### INSTRUCTION 1
Pull out every line of the records that contains the word "grey", treating uppercase and lowercase as different.

### PAGE EXTRACT
What is a party?
At Stanford, a party is an event held primarily for the purposes of socializing, or any event where the people hosting the event serve alcohol. These two categories frequently overlap.
Some parties need to be registered and other parties do not. If your party can be safely confined to a private room, as long as its not being held on behalf of a registered student organization, row house, Greek organization or dorm, you do not need to register it. Once your party grows to a size where you need to make use of a public space (e.g. the hallway of your dorm, lounge at your row house, space in Elliot Program Center or in Tresidder, or Lag BBQ Pit).
Examples of parties that should not be registered:
You and a friend (both of you over 21) have a beer or a glass of wine in your room.
You invite a speaker to campus, after the talk you host a reception. You don’t serve alcohol. (This is an event. Events have their own registration process which is overseen by Student Activitiesand Leadership).
Examples of events that should be registered as parties:
- A public event without alcohol service held for the purpose of socializing. These are parties like Screw Your Sib and Club Caliente. Students dance, eat, drink (EANABs!), and they socialize.

### TASK INPUT
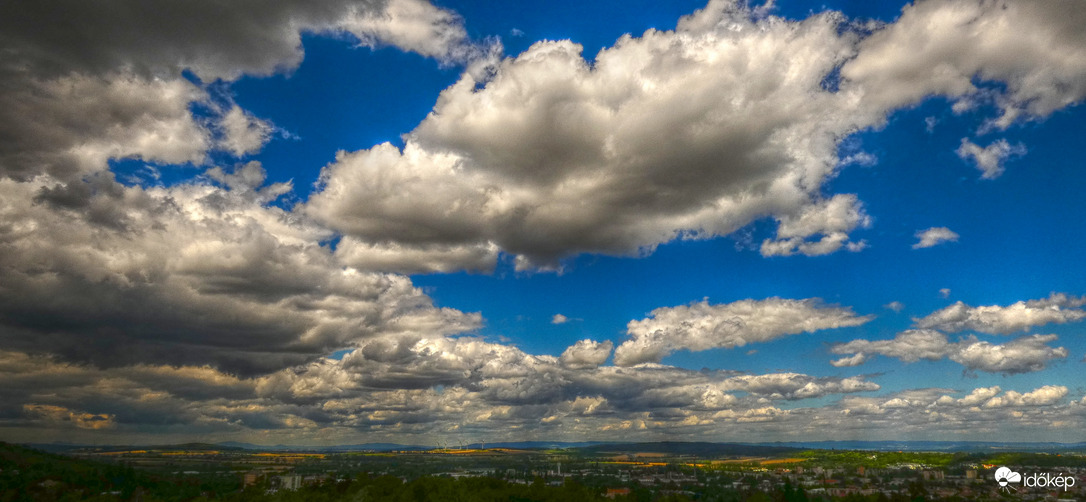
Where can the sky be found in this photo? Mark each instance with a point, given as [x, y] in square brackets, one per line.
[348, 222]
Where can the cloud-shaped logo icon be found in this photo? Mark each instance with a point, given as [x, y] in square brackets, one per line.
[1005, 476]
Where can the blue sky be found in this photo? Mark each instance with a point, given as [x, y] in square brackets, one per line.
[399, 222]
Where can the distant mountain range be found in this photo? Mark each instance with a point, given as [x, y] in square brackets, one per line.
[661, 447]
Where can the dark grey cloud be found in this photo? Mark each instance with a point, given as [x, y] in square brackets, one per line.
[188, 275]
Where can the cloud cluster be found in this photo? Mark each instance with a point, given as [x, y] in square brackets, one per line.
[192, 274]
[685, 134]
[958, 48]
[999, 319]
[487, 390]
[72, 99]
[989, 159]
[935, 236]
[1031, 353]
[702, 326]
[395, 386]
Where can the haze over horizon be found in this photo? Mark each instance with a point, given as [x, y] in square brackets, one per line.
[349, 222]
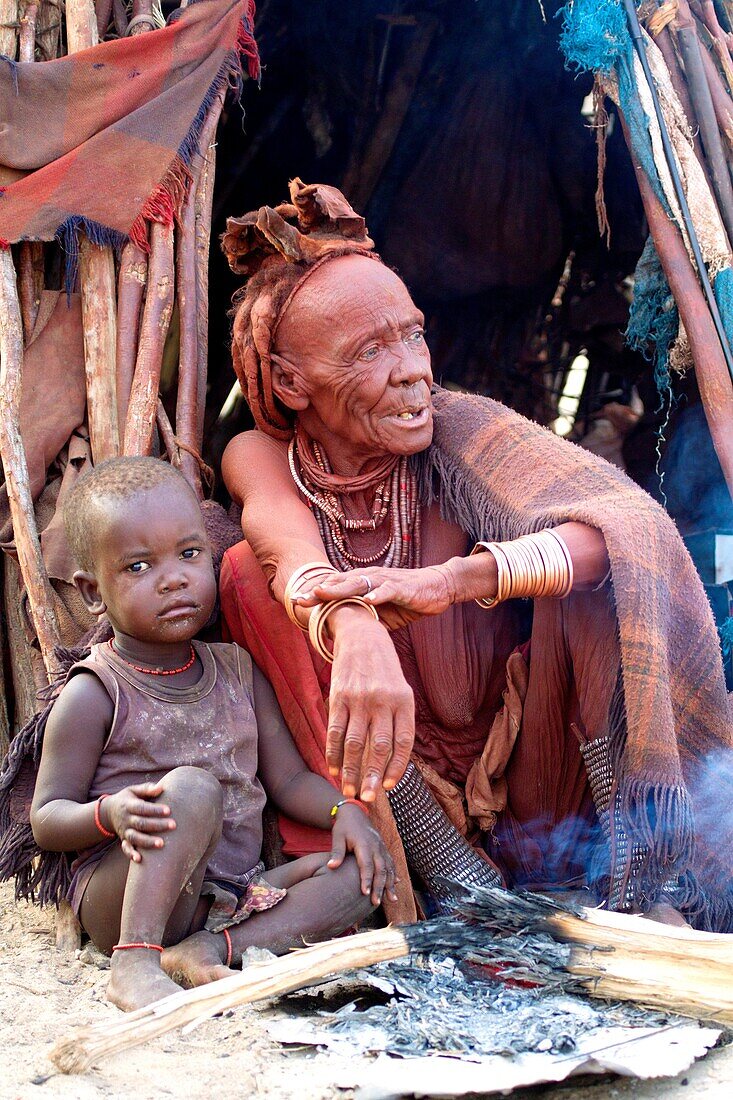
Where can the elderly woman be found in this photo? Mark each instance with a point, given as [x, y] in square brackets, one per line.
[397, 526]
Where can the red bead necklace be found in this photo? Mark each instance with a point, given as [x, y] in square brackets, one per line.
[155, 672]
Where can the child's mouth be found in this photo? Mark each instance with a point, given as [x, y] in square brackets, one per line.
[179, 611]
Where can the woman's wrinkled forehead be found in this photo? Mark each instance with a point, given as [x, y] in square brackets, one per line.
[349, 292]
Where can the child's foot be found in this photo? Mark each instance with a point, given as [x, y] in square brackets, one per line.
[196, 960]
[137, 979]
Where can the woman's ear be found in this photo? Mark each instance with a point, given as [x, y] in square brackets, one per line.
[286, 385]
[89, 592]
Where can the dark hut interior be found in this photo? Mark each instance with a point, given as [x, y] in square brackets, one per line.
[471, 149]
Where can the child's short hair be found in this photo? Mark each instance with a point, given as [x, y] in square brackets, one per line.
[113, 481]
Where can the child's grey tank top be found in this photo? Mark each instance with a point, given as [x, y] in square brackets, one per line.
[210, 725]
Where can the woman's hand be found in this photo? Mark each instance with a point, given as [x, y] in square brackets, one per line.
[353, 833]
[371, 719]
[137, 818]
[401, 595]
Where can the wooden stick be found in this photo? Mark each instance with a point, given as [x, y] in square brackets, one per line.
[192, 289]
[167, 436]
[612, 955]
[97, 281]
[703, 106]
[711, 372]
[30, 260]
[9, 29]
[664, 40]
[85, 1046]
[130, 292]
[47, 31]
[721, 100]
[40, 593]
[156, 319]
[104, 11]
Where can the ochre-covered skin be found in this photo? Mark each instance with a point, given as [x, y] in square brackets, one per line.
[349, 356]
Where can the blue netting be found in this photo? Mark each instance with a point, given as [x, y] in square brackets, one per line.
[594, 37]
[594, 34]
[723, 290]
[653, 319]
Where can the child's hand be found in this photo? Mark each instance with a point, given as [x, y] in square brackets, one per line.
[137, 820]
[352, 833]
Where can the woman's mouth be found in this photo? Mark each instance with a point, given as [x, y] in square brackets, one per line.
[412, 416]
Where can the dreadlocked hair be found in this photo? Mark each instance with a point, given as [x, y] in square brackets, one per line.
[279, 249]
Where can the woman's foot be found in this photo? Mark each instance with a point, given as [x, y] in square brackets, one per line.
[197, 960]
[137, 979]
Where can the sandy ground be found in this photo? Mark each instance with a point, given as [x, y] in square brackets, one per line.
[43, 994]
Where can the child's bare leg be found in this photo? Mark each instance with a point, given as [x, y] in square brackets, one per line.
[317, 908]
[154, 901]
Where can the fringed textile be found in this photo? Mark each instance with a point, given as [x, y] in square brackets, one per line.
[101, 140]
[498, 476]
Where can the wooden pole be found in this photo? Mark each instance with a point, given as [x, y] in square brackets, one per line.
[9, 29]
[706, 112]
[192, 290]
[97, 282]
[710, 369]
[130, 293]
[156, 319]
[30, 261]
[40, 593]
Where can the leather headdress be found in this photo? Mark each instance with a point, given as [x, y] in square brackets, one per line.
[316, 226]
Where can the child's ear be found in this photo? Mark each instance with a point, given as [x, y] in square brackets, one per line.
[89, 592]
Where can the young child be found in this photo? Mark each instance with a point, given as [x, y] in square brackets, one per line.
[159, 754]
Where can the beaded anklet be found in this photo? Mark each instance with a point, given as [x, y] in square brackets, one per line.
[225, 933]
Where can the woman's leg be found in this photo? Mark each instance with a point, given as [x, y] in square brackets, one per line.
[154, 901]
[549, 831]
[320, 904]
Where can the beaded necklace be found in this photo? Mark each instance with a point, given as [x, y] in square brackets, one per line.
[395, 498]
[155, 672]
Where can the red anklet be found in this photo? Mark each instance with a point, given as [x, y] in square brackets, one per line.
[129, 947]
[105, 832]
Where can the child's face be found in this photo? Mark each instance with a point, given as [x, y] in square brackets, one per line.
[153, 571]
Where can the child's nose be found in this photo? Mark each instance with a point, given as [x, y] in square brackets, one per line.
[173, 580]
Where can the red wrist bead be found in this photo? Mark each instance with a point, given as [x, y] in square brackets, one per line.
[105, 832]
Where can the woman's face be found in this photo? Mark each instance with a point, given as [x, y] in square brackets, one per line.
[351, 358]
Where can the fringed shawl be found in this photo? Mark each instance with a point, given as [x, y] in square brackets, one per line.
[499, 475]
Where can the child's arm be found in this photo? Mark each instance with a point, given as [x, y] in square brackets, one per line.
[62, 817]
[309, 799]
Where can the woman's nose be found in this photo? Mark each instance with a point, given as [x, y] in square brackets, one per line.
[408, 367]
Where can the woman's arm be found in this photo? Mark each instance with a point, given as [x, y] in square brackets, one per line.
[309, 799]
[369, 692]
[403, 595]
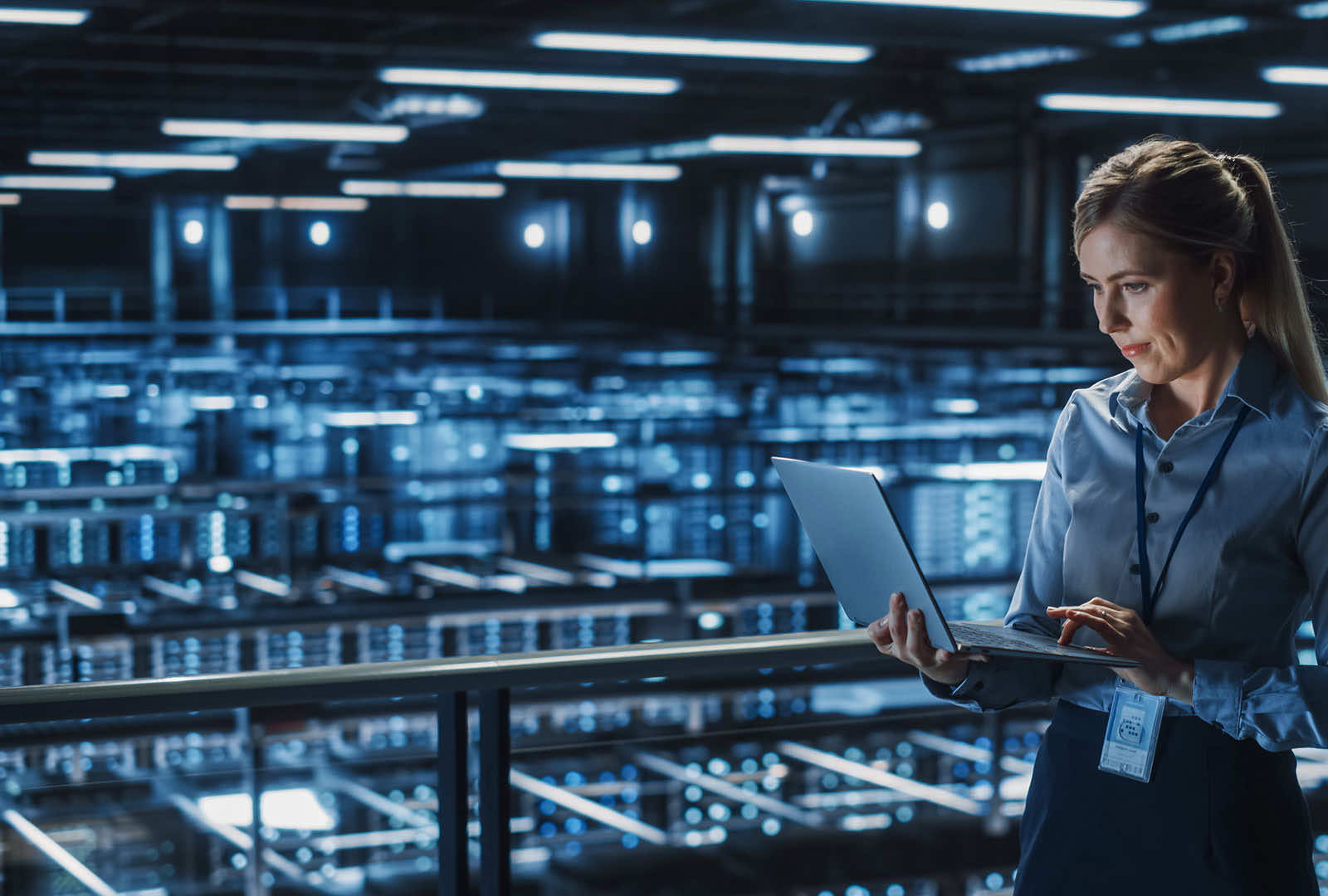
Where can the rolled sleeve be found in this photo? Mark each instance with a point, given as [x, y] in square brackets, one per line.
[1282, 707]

### INSTRUCTION 2
Reproduce the passage of the Stanford party registration text between "What is a party?" and "in your room.", inclusive, with no changes.

### COMPLETE ANSWER 1
Where can the dark grey cloud be found in this photo? Mark each instance with a point, given as [x, y] in square brackets, one per line.
Where can the child's grey tank top be found in this photo? Mark each instance with a point, given as [x, y] in square brackets, one per line.

### COMPLETE ANSWER 2
What is a party?
At Stanford, a party is an event held primarily for the purposes of socializing, or any event where the people hosting the event serve alcohol. These two categories frequently overlap.
Some parties need to be registered and other parties do not. If your party can be safely confined to a private room, as long as its not being held on behalf of a registered student organization, row house, Greek organization or dorm, you do not need to register it. Once your party grows to a size where you need to make use of a public space (e.g. the hallway of your dorm, lounge at your row house, space in Elliot Program Center or in Tresidder, or Lag BBQ Pit).
Examples of parties that should not be registered:
You and a friend (both of you over 21) have a beer or a glass of wine in your room.